**Document section:**
↓
PAPER-2026-002

Ralph vs Gastown: Comparing Agent Orchestration Patterns

Two approaches to autonomous agent orchestration: Ralph spawns fresh contexts per iteration for sequential overnight work; Gastown coordinates persistent parallel sessions via tmux. Both achieve reliable outcomes through different architectural choices.

Architecture - 10 min read - Intermediate

Abstract

Autonomous AI agents require orchestration patterns that survive crashes, context limits, and interruptions. This paper compares two production-validated approaches: Ralph, which spawns fresh Claude Code instances per iteration to work through PRD stories sequentially, and Gastown, which coordinates multiple persistent sessions via tmux for parallel execution. We analyze when each pattern excels, their cost implications, and how they complement each other. Key finding: Ralph is the default for autonomous work (simpler, cheaper, overnight-friendly); Gastown is reserved for true parallelism needs (3+ independent features simultaneously).

Sequential

Ralph execution

Parallel

Gastown execution

Fresh

Ralph context per iteration

Persistent

Gastown sessions

1. The Orchestration Problem

AI agents face inherent limitations: context windows fill, sessions crash, network connections drop. Any orchestration system must answer: how does work survive these failures?

Both Ralph and Gastown solve this through nondeterministic idempotence: the path varies, but the destination is certain. Different iterations, same outcome. Crashes happen; work still completes.

The key question is not "which is better" but "which fits your situation."

Challenge	Ralph Solution	Gastown Solution
Context overflow	Fresh context per iteration	Persistent sessions with handoff
Session crashes	Restart picks up from next story	Beads state survives; worker respawns
Progress tracking	prd.json + progress.txt	Beads + hooks + checkpoints
Human oversight	Check results in the morning	Monitor via tmux sessions

2. Ralph: Fresh Context Per Iteration

Ralph is a bash script that spawns fresh Claude Code instances to work through user stories defined in a PRD (Product Requirements Document). Each iteration gets a clean context window.

2.1 Architecture

ralph.sh
├── Read prd.json
├── Find story where passes == false
├── Spawn fresh Claude Code instance
├── Claude implements story, commits, updates prd.json
├── Log to progress.txt
├── If all stories pass → done
└── Repeat

2.2 Key Insight: Context Pollution Prevention

When Claude works on story 1, it accumulates implementation details. By story 5, the context window is cluttered with irrelevant code from earlier stories. Fresh context per iteration means each story gets Claude's full attention.

What Works

Overnight autonomous work
Sequential story dependencies
Simple setup (bash script + JSON)
Predictable costs per story

Limitations

Sequential only (no parallelism)
Context lost between iterations
No live monitoring
Stories must be self-contained

2.3 PRD Format

The PRD is Claude's task board. Stories are marked passes: false until complete:

{
  "title": "User Authentication",
  "stories": [
    {
      "id": "story-1",
      "title": "Add login form",
      "acceptance": [
        "Form renders at /login",
        "Email validation works",
        "Tests pass"
↑
**Raw data:**
↓
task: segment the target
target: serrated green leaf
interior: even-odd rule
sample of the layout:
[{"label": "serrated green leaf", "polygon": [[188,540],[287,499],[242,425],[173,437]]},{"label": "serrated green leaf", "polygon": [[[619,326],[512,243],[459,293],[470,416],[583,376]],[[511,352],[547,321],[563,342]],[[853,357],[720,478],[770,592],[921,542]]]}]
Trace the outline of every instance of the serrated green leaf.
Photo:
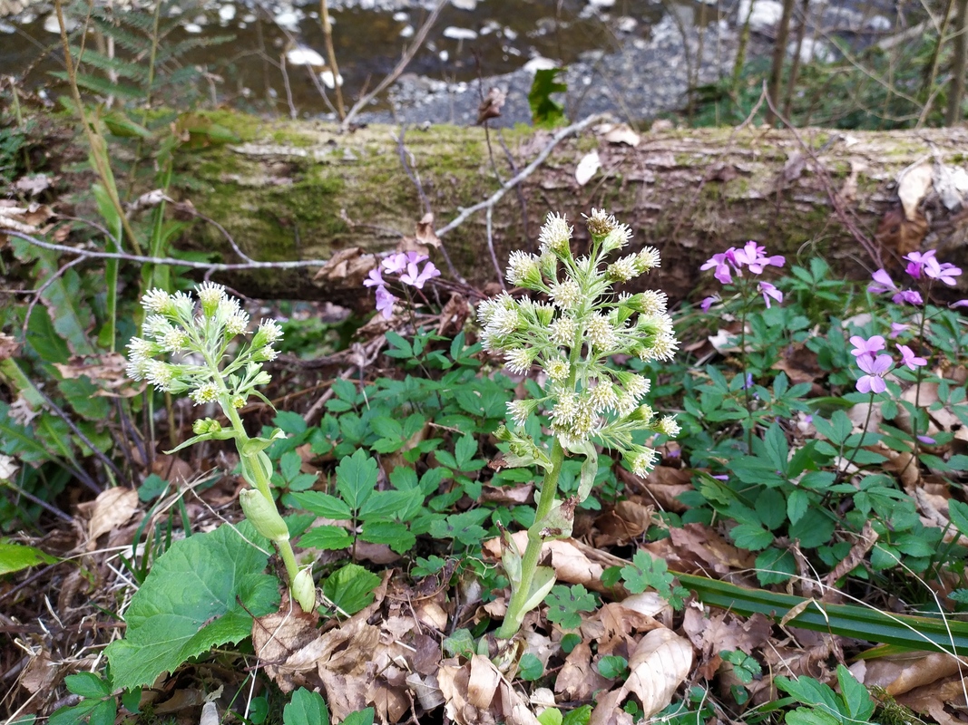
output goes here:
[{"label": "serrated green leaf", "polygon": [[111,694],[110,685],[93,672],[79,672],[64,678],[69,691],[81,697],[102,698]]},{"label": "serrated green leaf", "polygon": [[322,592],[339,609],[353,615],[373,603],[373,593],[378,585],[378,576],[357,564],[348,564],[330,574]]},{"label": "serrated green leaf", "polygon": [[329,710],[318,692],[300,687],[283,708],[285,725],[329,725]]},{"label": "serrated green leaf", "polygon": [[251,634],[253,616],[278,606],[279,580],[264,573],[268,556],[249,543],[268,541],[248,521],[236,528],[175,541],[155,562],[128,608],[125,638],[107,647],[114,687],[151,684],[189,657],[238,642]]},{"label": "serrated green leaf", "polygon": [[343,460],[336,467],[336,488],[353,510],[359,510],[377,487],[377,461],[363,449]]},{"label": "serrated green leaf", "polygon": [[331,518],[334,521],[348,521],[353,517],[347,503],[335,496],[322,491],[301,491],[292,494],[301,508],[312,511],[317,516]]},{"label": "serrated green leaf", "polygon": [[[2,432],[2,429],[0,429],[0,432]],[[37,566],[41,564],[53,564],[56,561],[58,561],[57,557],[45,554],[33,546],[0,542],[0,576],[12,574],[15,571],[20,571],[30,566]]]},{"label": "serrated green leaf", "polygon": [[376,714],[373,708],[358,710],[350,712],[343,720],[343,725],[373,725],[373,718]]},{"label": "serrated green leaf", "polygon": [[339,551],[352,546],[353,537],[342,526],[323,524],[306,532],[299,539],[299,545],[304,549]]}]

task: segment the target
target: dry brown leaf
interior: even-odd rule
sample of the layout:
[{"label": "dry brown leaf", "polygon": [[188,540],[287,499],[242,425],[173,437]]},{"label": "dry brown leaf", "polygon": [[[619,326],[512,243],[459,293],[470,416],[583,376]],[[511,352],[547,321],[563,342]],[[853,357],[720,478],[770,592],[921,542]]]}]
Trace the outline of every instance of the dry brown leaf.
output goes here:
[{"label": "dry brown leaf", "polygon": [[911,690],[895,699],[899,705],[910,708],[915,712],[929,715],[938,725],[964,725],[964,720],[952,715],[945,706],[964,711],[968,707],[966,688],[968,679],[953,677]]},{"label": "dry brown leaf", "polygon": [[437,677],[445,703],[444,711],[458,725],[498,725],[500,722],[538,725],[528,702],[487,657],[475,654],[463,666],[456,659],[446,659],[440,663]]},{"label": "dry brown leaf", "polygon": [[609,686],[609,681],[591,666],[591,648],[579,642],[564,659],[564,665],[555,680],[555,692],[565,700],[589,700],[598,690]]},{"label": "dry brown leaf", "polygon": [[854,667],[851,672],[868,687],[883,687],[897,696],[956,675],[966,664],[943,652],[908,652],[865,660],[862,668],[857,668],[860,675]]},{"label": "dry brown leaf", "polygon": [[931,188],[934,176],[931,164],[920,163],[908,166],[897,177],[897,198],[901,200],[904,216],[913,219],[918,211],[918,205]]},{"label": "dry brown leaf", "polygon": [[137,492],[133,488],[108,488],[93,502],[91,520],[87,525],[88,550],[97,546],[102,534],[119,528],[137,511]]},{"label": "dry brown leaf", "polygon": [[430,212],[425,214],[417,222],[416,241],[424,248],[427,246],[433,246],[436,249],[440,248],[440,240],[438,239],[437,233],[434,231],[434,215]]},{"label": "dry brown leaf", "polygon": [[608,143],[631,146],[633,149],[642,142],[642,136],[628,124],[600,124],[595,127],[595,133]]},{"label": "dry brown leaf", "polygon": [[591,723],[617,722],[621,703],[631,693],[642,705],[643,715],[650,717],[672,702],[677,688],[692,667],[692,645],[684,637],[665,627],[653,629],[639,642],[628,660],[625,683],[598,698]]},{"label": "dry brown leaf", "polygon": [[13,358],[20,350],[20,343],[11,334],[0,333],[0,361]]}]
↑
**Exercises to complete:**
1: In the paper comparing Ralph and Gastown, why does Ralph start each iteration with a fresh context window? Answer in one to three sentences.
2: Carry on the paper comparing Ralph and Gastown from the point where it stops.

**Outputs by task:**
1: While Claude works on a story, it accumulates implementation details. By story 5 the context window would be cluttered with irrelevant code from earlier stories. A fresh context per iteration prevents this pollution, so each story gets Claude's full attention.

2:
      ],
      "files": ["src/routes/login/+page.svelte"],
      "passes": false
    }
  ]
}

3. Gastown: Persistent Parallel Sessions

Gastown coordinates multiple Claude Code instances via tmux. Each worker maintains a persistent session, enabling true parallel execution with session recovery.

3.1 Architecture

WezTerm
└── tmux (session persistence)
    ├── gt-coordinator    (you + Claude Code)
    ├── gt-witness-csm    (monitors per rig)
    ├── gt-refinery-csm   (merge queue per rig)
    ├── gt-steward        (background daemon)
    └── gt-worker-N       (ephemeral workers)

3.2 Key Insight: GUPP (Get Up and Push Protocol)

Workers check their hook on startup. If work exists, they start immediately. No asking permission. This enables autonomous execution while maintaining coordination through Beads issue tracking.

What Works

3+ independent features in parallel
3x speedup for parallelizable work
Live monitoring via tmux
Persistent context across restarts

Limitations

Complex setup (tmux, Beads, multiple sessions)
Higher cost (parallel API calls)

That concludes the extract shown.